**Passage given:**

# # # #

Strategy in Sequins
December is D.C. networking season on steroids.
December is an entirely different creature in Washington, D.C. than it is anywhere else. In most places, the holidays signal a winding-down — a gentle coast into the new year. Here, the tempo changes in the opposite direction. The calendars fill, the receptions stack up and the city becomes one long corridor of opportunity disguised as festivity.
For those who work in and around public affairs, these gatherings aren’t just parties. They’re a reset point — a moment when the year’s relationships are refreshed, old colleagues reappear and conversations that haven’t surfaced in months suddenly pick back up, as if no time has passed. You’re reminded of the people you started with, the ones you served alongside, the staffers who’ve since become senior advisors, the reporters now shaping beats you once covered.
December is when doors quietly open.

# # # #

**Data supplied:**

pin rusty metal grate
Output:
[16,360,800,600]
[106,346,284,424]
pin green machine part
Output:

# # # #

**Written tasks:**
A. Please rescale the records: write out every line again, requests included, with each bounding-box coordinate in the answers multiplied by 0.55 and rounded to a whole number, halves rounded up.
B. Continue the piece on December networking in Washington, D.C., starting after its final sentence.
The text and the records were drawn from separate sources.

**Final answers:**
A.
pin rusty metal grate
Output:
[9,198,440,330]
[58,190,156,233]
pin green machine part
Output:

B.
A chance conversation at a crowded bar becomes the first step toward a new job. A quick catch-up with a former client or colleague turns into a renewed engagement. A casual mention of an issue reveals who’s lining up for next year’s legislative fights — and who’s looking for partners.
There’s also something uniquely valuable about how ideas move through these rooms.
In D.C., December is message-testing season.
Long before the memos and decks and strategy documents appear, people start floating trial balloons — small hints at how they’re thinking about the year ahead. You can hear what resonates, where the skepticism lies and which narratives have momentum. These rooms are informal focus groups, and if you listen closely, you’ll hear the early outlines of 2026 being drafted in real time.
To be frank, the season can be exhausting, so seasoned networkers are also leveraging digital platforms like LinkedIn to amplify these interactions — helping sustain a conversation or follow up on a spark — assuring that you can be everywhere you need to be, while also tucking your kiddos into bed on time.
Because that’s what December really is here: a reconnection with the network you’ve built and a preview of the one you might build next.
It’s a month when people return to the community that shaped them, when mentors resurface, when former colleagues compare notes on their winding paths. It’s a time to remember how many opportunities in Washington come not from formal meetings, but from human moments — the brief reunion, the shared history, the unexpected alignment of timing and ambition.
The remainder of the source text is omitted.